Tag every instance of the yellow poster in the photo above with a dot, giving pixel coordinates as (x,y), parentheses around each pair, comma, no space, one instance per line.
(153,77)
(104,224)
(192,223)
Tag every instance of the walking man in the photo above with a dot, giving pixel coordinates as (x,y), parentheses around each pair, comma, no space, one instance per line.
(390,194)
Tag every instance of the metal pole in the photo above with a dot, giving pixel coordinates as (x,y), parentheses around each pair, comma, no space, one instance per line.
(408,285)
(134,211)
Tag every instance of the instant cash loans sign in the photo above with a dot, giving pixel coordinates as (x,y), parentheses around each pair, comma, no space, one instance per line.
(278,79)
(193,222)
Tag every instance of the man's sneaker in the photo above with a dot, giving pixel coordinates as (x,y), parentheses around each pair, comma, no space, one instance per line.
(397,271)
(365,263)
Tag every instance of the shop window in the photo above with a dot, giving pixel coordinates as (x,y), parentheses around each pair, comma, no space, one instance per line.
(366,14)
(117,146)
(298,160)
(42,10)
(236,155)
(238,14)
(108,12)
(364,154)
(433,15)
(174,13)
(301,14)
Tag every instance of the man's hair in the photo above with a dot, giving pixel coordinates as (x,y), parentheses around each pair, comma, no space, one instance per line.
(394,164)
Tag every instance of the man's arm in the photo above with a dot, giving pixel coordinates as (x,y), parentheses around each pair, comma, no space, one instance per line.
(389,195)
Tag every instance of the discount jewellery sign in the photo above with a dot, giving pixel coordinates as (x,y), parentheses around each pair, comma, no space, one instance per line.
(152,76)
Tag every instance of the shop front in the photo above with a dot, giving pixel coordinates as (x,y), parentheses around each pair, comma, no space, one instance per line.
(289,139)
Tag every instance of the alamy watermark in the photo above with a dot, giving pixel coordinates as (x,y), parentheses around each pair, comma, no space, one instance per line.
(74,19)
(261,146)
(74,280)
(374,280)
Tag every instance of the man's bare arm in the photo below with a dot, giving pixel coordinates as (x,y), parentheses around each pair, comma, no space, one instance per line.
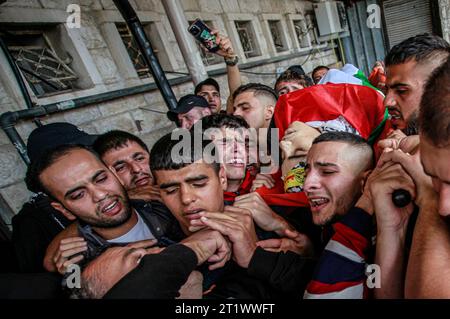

============

▶ **WHAT THIS TASK INVOLVES**: Render everything from the line containing "Tag every instance of the man's arm" down to the end of the records as a Markdown table with a Row column for the row number and a Text column for the line, skipping blank lines. Leave the pictures out.

▶ **COMPLETED TASK**:
| Row | Text |
|---|---|
| 1 | Tag every instance of the man's arm in the photo above with a dot, giving pixel coordinates as (x,y), parentheses around each pair, comma, no space, one instance per line. |
| 2 | (389,195) |
| 3 | Tag every instance of the discount jewellery sign in the photo above with a dot, giving pixel coordinates as (x,y), parentheses around each pair, comma, no space, one instance per line. |
| 4 | (152,76) |
| 5 | Tag every instance of the shop front in the photo above with a dot, giving pixel coordinates as (x,y), parentheses around each pair, comma, no space, one instance per line. |
| 6 | (289,139) |
| 7 | Tag every instance of the alamy watermark in the photo above with a dot, giving pixel coordinates as (x,y), parentheses around each pair, comma, no space, one instance per line. |
| 8 | (74,19) |
| 9 | (261,146) |
| 10 | (74,280) |
| 11 | (374,280) |
| 12 | Tag every instance of the man's bare arm in the photo below with a dot, giving pixel coordinates as (x,y), parentheses around each pair, comma, no space, one instance per line. |